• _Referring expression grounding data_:
========

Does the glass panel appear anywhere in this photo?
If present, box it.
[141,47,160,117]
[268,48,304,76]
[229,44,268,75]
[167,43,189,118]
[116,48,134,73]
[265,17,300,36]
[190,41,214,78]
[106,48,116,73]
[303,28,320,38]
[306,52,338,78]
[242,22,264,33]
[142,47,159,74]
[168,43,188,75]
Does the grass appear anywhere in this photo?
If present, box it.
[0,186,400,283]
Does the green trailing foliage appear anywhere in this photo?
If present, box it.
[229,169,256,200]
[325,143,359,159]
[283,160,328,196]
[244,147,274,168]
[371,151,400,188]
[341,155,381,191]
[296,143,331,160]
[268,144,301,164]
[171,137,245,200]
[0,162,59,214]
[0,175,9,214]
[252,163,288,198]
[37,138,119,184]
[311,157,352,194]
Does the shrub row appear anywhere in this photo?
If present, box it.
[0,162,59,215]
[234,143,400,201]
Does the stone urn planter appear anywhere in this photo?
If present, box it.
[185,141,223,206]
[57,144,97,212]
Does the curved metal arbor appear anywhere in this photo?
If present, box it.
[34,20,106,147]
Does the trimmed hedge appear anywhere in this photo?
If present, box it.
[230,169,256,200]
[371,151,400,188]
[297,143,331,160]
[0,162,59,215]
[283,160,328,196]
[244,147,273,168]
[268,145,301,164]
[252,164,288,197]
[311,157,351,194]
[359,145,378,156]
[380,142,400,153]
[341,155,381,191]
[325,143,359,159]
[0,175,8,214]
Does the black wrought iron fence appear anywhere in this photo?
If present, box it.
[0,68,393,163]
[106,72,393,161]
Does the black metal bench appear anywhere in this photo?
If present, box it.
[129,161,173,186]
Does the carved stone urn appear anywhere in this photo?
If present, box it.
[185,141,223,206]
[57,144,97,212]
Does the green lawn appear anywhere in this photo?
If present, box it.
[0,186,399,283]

========

Please write out every record shown above exactly as it reads.

• _Written solution_:
Does the glass panel appear anywhere in this photo?
If present, box it.
[141,47,160,117]
[268,48,304,76]
[229,44,268,75]
[167,43,189,118]
[116,48,134,73]
[265,17,300,36]
[190,41,214,78]
[106,48,116,73]
[303,28,320,38]
[306,52,338,78]
[242,22,264,33]
[142,47,159,74]
[168,43,188,75]
Does the grass appear anywhere in this photo?
If present, box it.
[0,186,400,283]
Does the green trailing foliage appear anywhere in this photo?
If present, box it.
[229,169,256,200]
[325,143,359,159]
[283,160,328,196]
[244,147,274,168]
[371,151,400,188]
[341,155,381,191]
[296,143,331,160]
[268,144,301,164]
[171,137,245,200]
[0,162,59,214]
[0,175,9,214]
[252,163,288,198]
[37,138,119,184]
[311,157,352,194]
Does the shrub row appear anywhere in this photo?
If present, box it.
[0,162,59,215]
[234,143,400,201]
Does the stone urn planter appear anywhere in this photo?
If present, box it.
[185,141,223,206]
[57,144,97,212]
Does the curved metal arbor appear anywhere in this photo?
If present, box it.
[34,20,106,147]
Does the trimmed hedge appear anywhere in this photo?
If present, box it.
[230,169,256,200]
[371,151,400,188]
[297,143,331,160]
[0,162,59,215]
[283,160,328,196]
[244,147,273,168]
[268,145,301,164]
[252,164,288,197]
[311,157,351,194]
[359,145,378,156]
[380,142,400,153]
[341,155,381,191]
[325,143,359,159]
[0,175,8,214]
Does the black wrought iron fence appear anywhere in this photo?
If present, box it.
[0,68,393,163]
[106,72,393,161]
Does the black metal bench appear anywhere in this photo?
If present, box it.
[129,161,173,186]
Does the carved stone urn appear anywhere in this photo?
If present, box it.
[185,141,223,206]
[57,144,97,212]
Does the green lawn appear anywhere in this photo?
If present, box it.
[0,186,399,283]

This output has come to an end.